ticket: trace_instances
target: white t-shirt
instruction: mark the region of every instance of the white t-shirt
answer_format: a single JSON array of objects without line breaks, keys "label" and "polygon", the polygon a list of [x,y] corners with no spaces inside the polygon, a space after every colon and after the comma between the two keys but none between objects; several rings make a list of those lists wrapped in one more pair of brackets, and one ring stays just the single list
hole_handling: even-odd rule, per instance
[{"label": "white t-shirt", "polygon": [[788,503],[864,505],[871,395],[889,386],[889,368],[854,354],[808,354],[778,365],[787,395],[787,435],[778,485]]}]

++++++++

Exercise objective: Put the records into a two-column CSV with the header input,output, one row per record: the input column holds the record's text and the output column its answer, each wrapped in double quotes, with any line breaks replaced by spaces.

Output below:
input,output
"ticket: trace_instances target: white t-shirt instruction: mark the region of every instance of the white t-shirt answer_format: a single JSON array of objects without line breaks, keys ""label"" and ""polygon"", the polygon a list of [x,y] corners with no spaces inside the polygon, a space after every colon and after the comma between the two keys but none between objects; several rings make a list of those lists wrapped in one more pair of brackets, and one ring stays just the single list hole_handling: even-odd rule, per instance","[{""label"": ""white t-shirt"", ""polygon"": [[788,503],[864,505],[871,395],[889,386],[889,368],[854,354],[808,354],[778,365],[787,395],[787,435],[778,485]]}]"